Exercise objective – Please write out every record below exactly as it stands.
Input for this task below:
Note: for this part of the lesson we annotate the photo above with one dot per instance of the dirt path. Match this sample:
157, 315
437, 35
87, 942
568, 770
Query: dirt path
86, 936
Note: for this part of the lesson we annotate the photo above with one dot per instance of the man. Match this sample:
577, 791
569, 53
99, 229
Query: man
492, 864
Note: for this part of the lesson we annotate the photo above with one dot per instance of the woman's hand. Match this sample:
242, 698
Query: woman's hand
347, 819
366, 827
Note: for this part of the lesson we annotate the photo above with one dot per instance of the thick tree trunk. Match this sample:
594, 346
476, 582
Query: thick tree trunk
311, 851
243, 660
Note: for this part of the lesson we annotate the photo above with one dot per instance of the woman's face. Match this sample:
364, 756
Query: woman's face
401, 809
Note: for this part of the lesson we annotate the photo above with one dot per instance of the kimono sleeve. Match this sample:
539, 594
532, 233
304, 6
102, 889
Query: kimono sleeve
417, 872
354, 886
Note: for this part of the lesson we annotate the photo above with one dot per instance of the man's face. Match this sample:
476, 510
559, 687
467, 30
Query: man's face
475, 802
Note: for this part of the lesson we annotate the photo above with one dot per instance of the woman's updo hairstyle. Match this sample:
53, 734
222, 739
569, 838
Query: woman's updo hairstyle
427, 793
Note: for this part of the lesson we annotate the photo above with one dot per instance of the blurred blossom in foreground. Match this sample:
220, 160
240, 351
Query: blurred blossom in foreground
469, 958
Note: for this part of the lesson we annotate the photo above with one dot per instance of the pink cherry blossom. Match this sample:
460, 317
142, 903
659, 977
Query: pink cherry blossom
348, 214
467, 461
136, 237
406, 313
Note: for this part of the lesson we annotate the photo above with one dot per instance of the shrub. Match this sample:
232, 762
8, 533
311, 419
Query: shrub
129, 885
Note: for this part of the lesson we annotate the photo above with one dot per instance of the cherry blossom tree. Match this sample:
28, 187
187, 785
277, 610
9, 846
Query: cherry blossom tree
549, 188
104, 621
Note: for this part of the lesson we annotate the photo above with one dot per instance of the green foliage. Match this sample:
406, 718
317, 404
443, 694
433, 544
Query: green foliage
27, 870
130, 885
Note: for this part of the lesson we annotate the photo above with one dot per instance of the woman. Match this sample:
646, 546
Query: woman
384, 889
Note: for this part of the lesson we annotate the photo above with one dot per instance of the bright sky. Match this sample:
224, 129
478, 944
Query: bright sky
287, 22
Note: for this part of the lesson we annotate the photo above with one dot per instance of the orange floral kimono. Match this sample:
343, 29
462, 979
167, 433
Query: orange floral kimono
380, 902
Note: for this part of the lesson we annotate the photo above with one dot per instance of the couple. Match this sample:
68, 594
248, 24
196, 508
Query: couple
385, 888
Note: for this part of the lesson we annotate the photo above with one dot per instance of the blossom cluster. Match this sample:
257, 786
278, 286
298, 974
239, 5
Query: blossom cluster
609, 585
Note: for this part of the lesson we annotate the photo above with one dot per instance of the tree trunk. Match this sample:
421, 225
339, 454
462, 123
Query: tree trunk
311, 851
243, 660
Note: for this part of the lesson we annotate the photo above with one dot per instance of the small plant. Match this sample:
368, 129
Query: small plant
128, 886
End of Input for this task.
Final answer –
Note: for this part of the lesson we annotate the photo above with one dot per instance of the dirt path. Match this sample:
157, 315
437, 35
87, 942
568, 770
Query: dirt path
86, 936
Note: for this part of the lesson we annotate the photo above with one dot per instance of the man. Match this sample:
577, 791
569, 53
99, 229
Query: man
492, 864
Note: for this part of the lesson we annotate the photo above with one dot per instance of the woman's hand. Match this sample:
242, 698
Query: woman's hand
347, 819
366, 827
Note: for this part of the lesson we annotate the photo above with one dot per instance of the thick tree trunk. Match this sample:
594, 346
476, 582
Query: thick tree trunk
311, 851
243, 660
Note: for this part of the lesson we annotate the photo above with one dot per instance of the woman's face. Match this sample:
364, 756
Query: woman's face
401, 809
Note: for this part of the lesson we annotate the photo above with one dot per instance of the kimono sleeve. Match this sample:
539, 594
532, 233
304, 6
102, 889
Query: kimono sleeve
417, 872
354, 886
Note: for this part of the lesson we annotate the photo above with one dot per instance of the man's face. Match this sample:
476, 510
559, 687
467, 30
Query: man's face
475, 802
Note: for this part of the lesson we annotate the photo above with one dot per instance of the woman's updo hairstyle. Match this sample:
53, 734
222, 739
569, 838
Query: woman's updo hairstyle
427, 793
Note: for this part of the lesson we annotate the photo above with one dot per instance of the blurred blossom in foreground. Match this sample:
220, 160
240, 351
Query: blurred blossom in foreground
469, 958
Note: for this part of the lesson we annotate the photo above with one dot per instance of the pink cherry blossom. Match this sample:
460, 317
142, 903
659, 977
Query: pink cherry blossom
348, 214
467, 461
136, 237
406, 313
Note: for this part of the lesson we annotate the photo above with one dot per instance of the shrub. Match this sample:
232, 762
8, 533
311, 419
Query: shrub
129, 885
Note: for this part of the lesson we annotate the photo above with one dot per instance of the cherry blossom tree. Match this sample:
28, 187
187, 785
277, 610
9, 846
Query: cherry blossom tree
549, 188
104, 621
Note: for this part of the lesson we annotate the photo above with one dot per instance of the green foliage. Match this sample:
406, 718
317, 404
443, 694
433, 544
Query: green foliage
27, 870
130, 885
Note: for this part of the lesson we annotate the photo above with one dot per instance of the woman. Match this sample:
646, 546
Query: woman
384, 889
Note: for this part of the lesson we annotate the photo above with one dot per instance of the bright sky. Match this sample:
224, 129
478, 944
Query: bright sky
287, 22
Note: for this part of the lesson we annotate the photo above with one dot per instance of the orange floral kimono. Match this sample:
343, 29
462, 979
167, 433
Query: orange floral kimono
380, 902
Note: for this part of the lesson we annotate the photo above with one dot per instance of the couple. Match this sample:
68, 594
248, 24
196, 508
Query: couple
385, 888
Note: for this part of the lesson we annotate the photo above with one dot per instance of the blossom cluster. Match this sample:
257, 786
278, 286
298, 974
239, 5
Query: blossom cluster
609, 585
Note: for this part of the lesson we annotate the photo above with one dot per instance of the tree trunk. Match this sample:
421, 225
339, 454
462, 123
Query: tree trunk
311, 851
243, 660
Note: for this part of the lesson we annotate the photo above with one dot per instance of the small plant. Match this sample:
368, 129
Query: small plant
128, 886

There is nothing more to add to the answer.